Working data start
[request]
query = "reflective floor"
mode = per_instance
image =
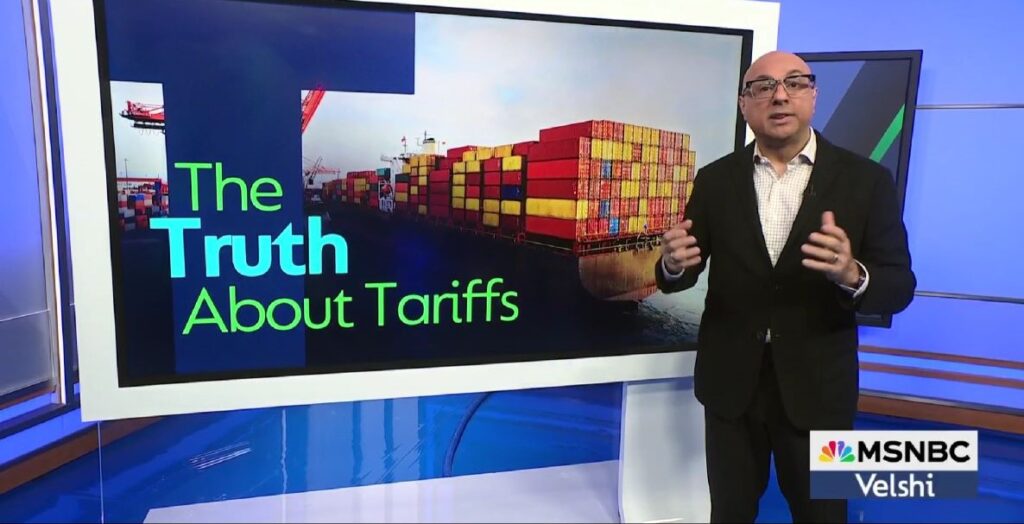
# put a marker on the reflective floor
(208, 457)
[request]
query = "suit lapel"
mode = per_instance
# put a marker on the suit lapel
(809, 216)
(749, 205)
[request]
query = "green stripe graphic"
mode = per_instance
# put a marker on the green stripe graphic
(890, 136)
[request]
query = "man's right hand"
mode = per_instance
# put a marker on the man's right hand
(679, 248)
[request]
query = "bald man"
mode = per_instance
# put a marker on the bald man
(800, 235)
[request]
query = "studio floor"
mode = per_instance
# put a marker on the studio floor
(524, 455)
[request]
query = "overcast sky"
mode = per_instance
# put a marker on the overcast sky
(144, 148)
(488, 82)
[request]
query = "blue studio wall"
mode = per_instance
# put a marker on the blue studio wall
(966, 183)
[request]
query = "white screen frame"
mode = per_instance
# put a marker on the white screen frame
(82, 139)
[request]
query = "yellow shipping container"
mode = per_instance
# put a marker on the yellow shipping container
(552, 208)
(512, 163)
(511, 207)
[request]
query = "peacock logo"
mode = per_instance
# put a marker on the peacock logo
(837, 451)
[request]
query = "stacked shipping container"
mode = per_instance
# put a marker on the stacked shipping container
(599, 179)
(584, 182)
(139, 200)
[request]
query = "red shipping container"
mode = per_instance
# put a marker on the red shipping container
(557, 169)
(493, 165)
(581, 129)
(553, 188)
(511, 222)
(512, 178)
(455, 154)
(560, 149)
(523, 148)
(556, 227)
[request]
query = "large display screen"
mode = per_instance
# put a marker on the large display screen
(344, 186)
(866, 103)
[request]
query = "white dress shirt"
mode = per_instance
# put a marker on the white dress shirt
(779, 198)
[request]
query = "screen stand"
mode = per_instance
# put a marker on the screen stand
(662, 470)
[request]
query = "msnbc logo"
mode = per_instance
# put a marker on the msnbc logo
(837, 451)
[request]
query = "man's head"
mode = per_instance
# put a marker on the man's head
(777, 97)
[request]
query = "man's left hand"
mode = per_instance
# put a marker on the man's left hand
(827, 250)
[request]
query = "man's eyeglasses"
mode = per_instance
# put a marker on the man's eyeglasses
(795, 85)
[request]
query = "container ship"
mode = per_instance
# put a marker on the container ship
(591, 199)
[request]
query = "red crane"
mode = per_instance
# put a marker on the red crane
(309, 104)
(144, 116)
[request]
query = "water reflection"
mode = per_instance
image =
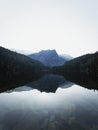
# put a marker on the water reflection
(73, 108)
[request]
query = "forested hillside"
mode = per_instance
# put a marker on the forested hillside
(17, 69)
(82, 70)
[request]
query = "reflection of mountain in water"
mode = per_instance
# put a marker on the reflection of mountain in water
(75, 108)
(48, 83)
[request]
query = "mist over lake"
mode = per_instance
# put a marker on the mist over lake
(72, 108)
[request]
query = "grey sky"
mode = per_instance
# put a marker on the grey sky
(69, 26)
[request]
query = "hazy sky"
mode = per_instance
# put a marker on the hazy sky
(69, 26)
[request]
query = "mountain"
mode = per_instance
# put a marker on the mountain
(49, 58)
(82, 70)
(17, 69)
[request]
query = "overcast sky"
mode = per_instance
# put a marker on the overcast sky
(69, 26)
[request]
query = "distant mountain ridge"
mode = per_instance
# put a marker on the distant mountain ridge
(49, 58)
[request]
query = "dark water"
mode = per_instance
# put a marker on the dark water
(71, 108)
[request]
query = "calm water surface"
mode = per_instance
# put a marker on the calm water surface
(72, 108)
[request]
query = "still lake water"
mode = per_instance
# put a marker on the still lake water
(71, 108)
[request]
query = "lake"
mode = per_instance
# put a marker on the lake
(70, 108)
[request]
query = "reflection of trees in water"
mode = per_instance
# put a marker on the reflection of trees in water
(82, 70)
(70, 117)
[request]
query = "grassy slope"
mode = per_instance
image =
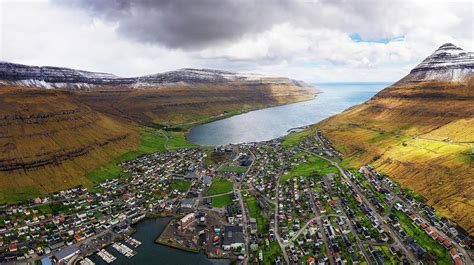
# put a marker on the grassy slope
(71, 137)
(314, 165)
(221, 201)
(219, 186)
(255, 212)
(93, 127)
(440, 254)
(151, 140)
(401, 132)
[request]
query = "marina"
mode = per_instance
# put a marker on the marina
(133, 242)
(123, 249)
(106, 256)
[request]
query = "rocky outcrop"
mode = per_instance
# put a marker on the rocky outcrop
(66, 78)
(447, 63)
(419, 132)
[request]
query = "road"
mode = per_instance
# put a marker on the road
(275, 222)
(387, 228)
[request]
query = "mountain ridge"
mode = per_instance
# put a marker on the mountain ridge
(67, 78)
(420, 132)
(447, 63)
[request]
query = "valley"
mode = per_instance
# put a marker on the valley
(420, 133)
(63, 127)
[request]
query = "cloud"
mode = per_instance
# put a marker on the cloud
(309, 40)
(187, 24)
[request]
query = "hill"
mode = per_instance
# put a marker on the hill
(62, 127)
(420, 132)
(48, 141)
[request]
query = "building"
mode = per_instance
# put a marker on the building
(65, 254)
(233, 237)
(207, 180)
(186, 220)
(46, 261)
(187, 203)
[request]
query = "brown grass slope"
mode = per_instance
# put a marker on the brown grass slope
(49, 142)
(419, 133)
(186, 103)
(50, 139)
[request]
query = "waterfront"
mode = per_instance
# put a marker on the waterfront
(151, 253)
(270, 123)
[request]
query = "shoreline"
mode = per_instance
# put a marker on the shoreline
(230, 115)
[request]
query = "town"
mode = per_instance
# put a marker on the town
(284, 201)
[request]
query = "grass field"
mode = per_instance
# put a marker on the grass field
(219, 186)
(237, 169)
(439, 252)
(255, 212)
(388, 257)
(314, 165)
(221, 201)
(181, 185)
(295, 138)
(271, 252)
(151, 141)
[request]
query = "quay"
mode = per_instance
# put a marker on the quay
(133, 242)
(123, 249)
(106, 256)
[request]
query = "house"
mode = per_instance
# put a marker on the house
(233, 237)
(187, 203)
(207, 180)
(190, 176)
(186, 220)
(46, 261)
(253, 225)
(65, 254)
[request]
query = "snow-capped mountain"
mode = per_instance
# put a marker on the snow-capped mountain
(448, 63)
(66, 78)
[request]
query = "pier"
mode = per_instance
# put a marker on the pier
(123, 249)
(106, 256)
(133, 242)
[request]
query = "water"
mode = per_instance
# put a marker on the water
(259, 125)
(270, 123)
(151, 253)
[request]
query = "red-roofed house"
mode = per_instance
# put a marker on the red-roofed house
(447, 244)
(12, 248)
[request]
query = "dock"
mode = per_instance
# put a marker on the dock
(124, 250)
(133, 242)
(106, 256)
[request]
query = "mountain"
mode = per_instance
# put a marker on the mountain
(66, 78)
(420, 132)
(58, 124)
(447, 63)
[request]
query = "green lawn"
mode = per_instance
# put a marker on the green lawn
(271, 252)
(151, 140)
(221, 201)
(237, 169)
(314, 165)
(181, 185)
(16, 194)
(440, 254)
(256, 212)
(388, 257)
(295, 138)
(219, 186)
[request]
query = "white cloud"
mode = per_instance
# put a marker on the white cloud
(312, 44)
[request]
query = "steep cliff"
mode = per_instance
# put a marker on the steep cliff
Working data end
◆ Your instructions
Nothing in the entries should change as you copy them, except that the pictures are left out.

◆ Written answer
[request]
query = "reflective floor"
mode = per_instance
image =
# put a marker on the reflective floor
(208, 457)
[request]
query = "suit lapel"
mode = per_instance
# put a marker on the suit lapel
(809, 216)
(749, 205)
[request]
query = "green stripe graphic"
mode = per_instance
# put a marker on the green stripe graphic
(890, 136)
[request]
query = "man's right hand"
mode = per_instance
# put a marker on the man's right hand
(679, 248)
[request]
query = "bald man"
mode = per_instance
# put a marker on the bald man
(800, 235)
[request]
query = "studio floor"
mode = per_instance
# put a marker on the studio floor
(524, 455)
[request]
query = "overcast sky"
mode = per_instance
# put a marker on the overcast sky
(144, 148)
(488, 82)
[request]
query = "blue studio wall"
mode = per_instance
# put a marker on the blue studio wall
(966, 183)
[request]
query = "white screen frame"
mode = per_instance
# put a marker on the white screen frame
(82, 139)
[request]
query = "yellow shipping container"
mode = per_instance
# put a marker on the yellow shipping container
(552, 208)
(512, 163)
(511, 207)
[request]
query = "peacock logo"
mode = per_instance
# put a marker on the peacock logo
(837, 451)
[request]
query = "stacked shipping container"
mode = per_instance
# put a marker on the stacked shipping container
(599, 179)
(584, 182)
(139, 200)
[request]
query = "red shipping container"
mode = per_instance
# put a marker on the red shipping container
(557, 169)
(493, 165)
(581, 129)
(553, 188)
(511, 222)
(512, 178)
(455, 154)
(560, 149)
(523, 148)
(556, 227)
[request]
query = "large display screen"
mode = per_instance
# put a marker on the large display screen
(344, 186)
(866, 103)
[request]
query = "white dress shirt"
mode = per_instance
# put a marker on the white dress shirt
(779, 198)
[request]
query = "screen stand"
mode = per_instance
# put a marker on the screen stand
(662, 470)
[request]
query = "msnbc logo"
mode = per_instance
# put a marker on the msnbc logo
(837, 451)
[request]
query = "man's head"
mode = per_instance
# put a marker on the man's head
(777, 97)
[request]
query = "man's left hand"
mode = per_instance
# put a marker on the man's left hand
(827, 250)
[request]
query = "man's eyeglasses"
mode = per_instance
# put a marker on the man's eyeglasses
(795, 85)
[request]
query = "container ship"
mode = per_instance
# put a marker on the container ship
(591, 199)
[request]
query = "red crane"
mode = per_instance
# put a marker on the red crane
(309, 104)
(144, 116)
[request]
query = "water reflection"
mode = per_instance
image =
# put a marker on the water reflection
(73, 108)
[request]
query = "forested hillside"
mode = per_instance
# put a marker on the forested hillside
(17, 69)
(82, 70)
[request]
query = "reflection of mountain in water"
mode = per_instance
# put a marker on the reflection of mountain in water
(75, 108)
(48, 83)
[request]
query = "mist over lake"
mode = per_instance
# put a marker on the mist over lake
(72, 108)
[request]
query = "grey sky"
mode = per_instance
# put a marker on the grey sky
(69, 26)
[request]
query = "hazy sky"
mode = per_instance
# put a marker on the hazy sky
(69, 26)
[request]
query = "mountain"
mode = per_instance
# put a marker on the mountain
(49, 58)
(82, 70)
(17, 69)
[request]
query = "overcast sky"
mode = per_instance
# put a marker on the overcast sky
(69, 26)
[request]
query = "distant mountain ridge"
mode = per_instance
# put a marker on the distant mountain ridge
(49, 58)
[request]
query = "dark water"
mode = per_instance
# put a marker on the dark water
(71, 108)
[request]
query = "calm water surface"
mode = per_instance
# put a marker on the calm water surface
(72, 108)
[request]
query = "still lake water"
mode = per_instance
# put a marker on the still lake water
(71, 108)
[request]
query = "lake"
mode = per_instance
# put a marker on the lake
(70, 108)
[request]
query = "reflection of trees in water"
mode = per_instance
# put a marker on the reflection of trees in water
(82, 70)
(70, 117)
[request]
query = "grassy slope"
mode = per_instance
image =
# put a marker on the grassy slope
(71, 137)
(314, 165)
(221, 201)
(219, 186)
(255, 212)
(93, 127)
(440, 254)
(151, 140)
(401, 132)
[request]
query = "marina"
mode = per_instance
# put a marker on the marina
(133, 242)
(123, 249)
(106, 256)
[request]
query = "rocky outcrop"
mode = per_instance
# put a marker on the rocky outcrop
(66, 78)
(447, 63)
(419, 132)
[request]
query = "road"
mode = per_instance
# put a marker on the road
(275, 222)
(387, 228)
[request]
query = "mountain ridge"
mode = per_instance
# put a marker on the mountain ridge
(67, 78)
(420, 132)
(447, 63)
[request]
query = "valley"
mode = per_instance
# put a marker on the valley
(420, 133)
(63, 127)
[request]
query = "cloud"
mode = per_instance
# put a marker on the cloud
(309, 40)
(187, 24)
[request]
query = "hill"
mode = per_instance
# put a marker on the hill
(62, 127)
(420, 132)
(48, 141)
[request]
query = "building"
mode = per_instance
# put a marker on the building
(65, 254)
(233, 237)
(207, 180)
(186, 220)
(46, 261)
(187, 203)
[request]
query = "brown grass slope"
mode = per_instance
# put a marker on the brown grass slope
(49, 142)
(419, 133)
(186, 103)
(50, 139)
[request]
query = "waterfront"
mode = per_instance
# put a marker on the waterfront
(151, 253)
(270, 123)
[request]
query = "shoreline"
mode = per_instance
# put a marker on the shoreline
(230, 115)
[request]
query = "town"
mode = per_instance
# put a marker on the town
(284, 201)
[request]
query = "grass field"
mode = per_instance
# put a marker on the grass field
(219, 186)
(237, 169)
(439, 252)
(255, 212)
(388, 257)
(314, 165)
(221, 201)
(181, 185)
(295, 138)
(271, 252)
(151, 141)
[request]
query = "quay"
mode = per_instance
# put a marker on the quay
(133, 242)
(123, 249)
(106, 256)
[request]
query = "house"
mode = per_instance
# put a marker on the house
(233, 237)
(187, 203)
(207, 180)
(190, 176)
(186, 220)
(46, 261)
(253, 225)
(65, 254)
[request]
query = "snow-capped mountain"
mode = per_instance
# put a marker on the snow-capped mountain
(448, 63)
(66, 78)
[request]
query = "pier"
mode = per_instance
# put a marker on the pier
(123, 249)
(106, 256)
(133, 242)
[request]
query = "water"
mode = per_instance
# put a marker on the water
(259, 125)
(270, 123)
(151, 253)
[request]
query = "red-roofed house"
mode = per_instance
# put a marker on the red-roofed house
(447, 244)
(12, 248)
[request]
query = "dock"
mode = per_instance
# put a marker on the dock
(124, 250)
(133, 242)
(106, 256)
[request]
query = "mountain"
mode = per_instance
# put a marker on the mountain
(66, 78)
(420, 132)
(58, 124)
(447, 63)
[request]
query = "green lawn"
mode = per_instance
# put a marker on the green lawn
(271, 252)
(151, 140)
(221, 201)
(237, 169)
(314, 165)
(181, 185)
(16, 194)
(440, 254)
(256, 212)
(388, 257)
(295, 138)
(219, 186)
[request]
query = "white cloud"
mode = per_instance
# put a marker on the white cloud
(312, 44)
[request]
query = "steep cliff"
mode = per_instance
# put a marker on the steep cliff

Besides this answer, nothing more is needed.